### Instruction 1
Answer these from the text on photographing Jersey's heritage:
(a) What did the Autochrome Lumière process use on its glass plates?
(b) According to the first CONCEPTUAL section, what does black-and-white treatment remove?
(c) Where does the writer plan to shoot the first photoshoot?

### Text
>>>

For Jersey, this is relevant because many Neolithic and heritage sites exist within modern environments. By acknowledging surroundings, my work can show that origin survives within the present rather than existing as a disconnected past.
CONCEPTUAL
Conceptually, the photograph communicates endurance and continuity. The tower represents not only a specific historical moment but also the accumulation of human activity over time. Black-and-white treatment removes colour as a distraction, allowing structure, material, and the passage of time to dominate the image.
This aligns directly with my interpretation of Origin. Ancient structures and monuments are physical traces of belief, identity, and ancestry. Through careful composition, texture emphasis, and tonal control, I want my images of Jersey’s Neolithic sites to function as visual evidence rather than romanticised landscapes.
PHOTO DECONSTRUCTION 2
1904, Flowers, Lumière Autochrome, Jersey (ca. 1907–1911) Photograph by Emile Guiton, Société Jersiaise Photographic Archive (Source)
TECHNICAL
Guiton was experimenting with the Autochrome Lumière process, the first commercially practicable colour photographic technique, which used dyed microscopic potato starch grains on glass plates. Exposures had to be long and deliberate due to low light sensitivity, prioritising form and structure over movement.
Colours are muted, showing pastel greens, soft earth tones, and gentle floral hues. This creates a timeless, historic quality rather than vibrant spectacle.
For my project, understanding Guiton’s technical choices informs my decision to use monochrome, prioritising texture and structure over colour.
VISUAL
The dominant visual elements are tone, texture, and spatial calm. Foreground elements are sharply related to background forms, providing depth and structural clarity. Muted colour and soft light produce a quiet, reflective mood.
Composition is measured, with the flower sitting harmoniously within its environment, avoiding distraction or embellishment. This restraint allows the historic and material qualities of the scene to dominate.
CONTEXTUAL
This autochrome represents one of the first colour photographs taken in Jersey, documenting gardens, towns, and landscapes. Guiton’s work shows that photography can record place historically and technically while still exploring the potential of new media.
For my project, this shows that technical experimentation can serve conceptual aims, as long as it foregrounds historical significance.
CONCEPTUAL
The photograph communicates quiet presence and historical situatedness. Subtle colour acts as evidence rather than decoration, aligning with my approach of using black-and-white to foreground structure, material, and temporal endurance.
Through texture, composition, and spatial calm, Guiton’s autochrome demonstrates how photography can document place while also prompting reflection on time and continuity. These are qualities I aim to replicate in photographing Jersey’s Neolithic sites.
For my first photoshoot, I plan to shoot at Gronez SSI, taking advantage of its rugged coastal setting and interesting, historic arch way to create a dramatic series of images. I want to shoot underneath cloudy skies, ideally in the late afternoon, so the soft light and textured clouds enhance the moody tone of the shoot. The concept will focus on themes of isolation and resilience, and it will strongly relate to the theme origin I will capture a mix of wide shots showing the scale of the landscape and the archway, mid-shots that mix both the finer details and the landscape and then close-ups that highlight textures like the rocks or the steps. Overall, the goal is to create a cinematic, slightly mysterious visual story that highlights Jerseys history and SSIs.

<<<

### Record extracts
>>>

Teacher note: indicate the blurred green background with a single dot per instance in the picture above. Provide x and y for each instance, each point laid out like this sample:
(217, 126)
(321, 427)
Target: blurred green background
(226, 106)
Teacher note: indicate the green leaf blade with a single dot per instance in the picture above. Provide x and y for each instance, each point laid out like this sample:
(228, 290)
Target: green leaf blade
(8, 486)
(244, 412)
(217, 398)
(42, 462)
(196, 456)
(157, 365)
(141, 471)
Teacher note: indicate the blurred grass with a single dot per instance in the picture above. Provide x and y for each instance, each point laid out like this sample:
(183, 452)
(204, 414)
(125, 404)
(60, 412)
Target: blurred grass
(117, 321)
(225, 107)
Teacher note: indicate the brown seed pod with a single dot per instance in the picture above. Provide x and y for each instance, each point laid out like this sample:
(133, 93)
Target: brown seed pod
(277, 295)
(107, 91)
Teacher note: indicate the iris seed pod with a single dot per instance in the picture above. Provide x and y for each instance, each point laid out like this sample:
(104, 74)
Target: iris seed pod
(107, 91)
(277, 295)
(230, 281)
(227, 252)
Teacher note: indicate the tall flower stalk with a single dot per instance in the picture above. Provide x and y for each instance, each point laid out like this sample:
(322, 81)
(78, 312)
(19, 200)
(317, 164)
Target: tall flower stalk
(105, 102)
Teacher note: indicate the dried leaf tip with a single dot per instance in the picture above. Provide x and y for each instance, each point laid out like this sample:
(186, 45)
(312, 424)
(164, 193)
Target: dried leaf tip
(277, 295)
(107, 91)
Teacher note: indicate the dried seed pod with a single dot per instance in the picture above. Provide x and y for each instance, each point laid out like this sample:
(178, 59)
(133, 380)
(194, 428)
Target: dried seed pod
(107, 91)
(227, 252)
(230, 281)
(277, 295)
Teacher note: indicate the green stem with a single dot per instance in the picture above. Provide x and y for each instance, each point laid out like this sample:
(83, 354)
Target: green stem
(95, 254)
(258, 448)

<<<

### Instruction 2
Write out again the stretch of the listing from the line containing "Teacher note: indicate the green stem" through the end of the listing, requests included. Add 132 to every coordinate in the answers.

### Final result 1
(a) Dyed microscopic potato starch grains.
(b) Colour as a distraction.
(c) Gronez SSI.

### Final result 2
Teacher note: indicate the green stem with a single dot per instance in the picture above. Provide x and y for each instance, each point laid out like this sample:
(83, 354)
Target: green stem
(227, 386)
(390, 580)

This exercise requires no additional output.